START Provided records

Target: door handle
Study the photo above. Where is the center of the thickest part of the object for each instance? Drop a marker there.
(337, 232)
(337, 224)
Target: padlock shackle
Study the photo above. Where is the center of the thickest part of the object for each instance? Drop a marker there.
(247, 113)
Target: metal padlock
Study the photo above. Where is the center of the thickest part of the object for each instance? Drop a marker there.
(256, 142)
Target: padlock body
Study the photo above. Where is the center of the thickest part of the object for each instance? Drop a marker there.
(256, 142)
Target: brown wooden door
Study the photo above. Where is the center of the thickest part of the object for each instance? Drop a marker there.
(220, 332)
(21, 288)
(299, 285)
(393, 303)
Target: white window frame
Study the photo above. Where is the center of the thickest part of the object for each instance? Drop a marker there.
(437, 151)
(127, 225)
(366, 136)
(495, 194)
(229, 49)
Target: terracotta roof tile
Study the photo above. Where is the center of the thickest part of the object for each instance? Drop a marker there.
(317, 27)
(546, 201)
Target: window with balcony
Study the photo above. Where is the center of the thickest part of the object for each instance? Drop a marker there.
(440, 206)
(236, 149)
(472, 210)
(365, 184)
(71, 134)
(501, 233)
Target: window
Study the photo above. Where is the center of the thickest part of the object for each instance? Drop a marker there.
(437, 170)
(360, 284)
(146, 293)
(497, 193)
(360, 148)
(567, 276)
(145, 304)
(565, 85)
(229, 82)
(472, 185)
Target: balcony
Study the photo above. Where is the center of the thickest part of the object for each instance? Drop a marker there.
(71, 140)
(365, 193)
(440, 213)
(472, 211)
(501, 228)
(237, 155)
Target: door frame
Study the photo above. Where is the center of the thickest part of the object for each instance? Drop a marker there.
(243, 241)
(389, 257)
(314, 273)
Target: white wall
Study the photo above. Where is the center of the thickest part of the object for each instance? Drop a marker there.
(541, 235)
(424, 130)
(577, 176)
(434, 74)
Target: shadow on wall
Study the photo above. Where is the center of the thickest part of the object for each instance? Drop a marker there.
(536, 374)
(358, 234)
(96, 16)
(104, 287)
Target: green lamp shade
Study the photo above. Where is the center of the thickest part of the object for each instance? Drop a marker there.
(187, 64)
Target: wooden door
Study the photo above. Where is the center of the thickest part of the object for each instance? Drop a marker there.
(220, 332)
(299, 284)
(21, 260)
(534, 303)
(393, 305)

END Provided records

* The problem:
Search the data above for the string "wooden" and copy each line that has it.

* Exercise solution:
Target: brown wooden door
Target: wooden door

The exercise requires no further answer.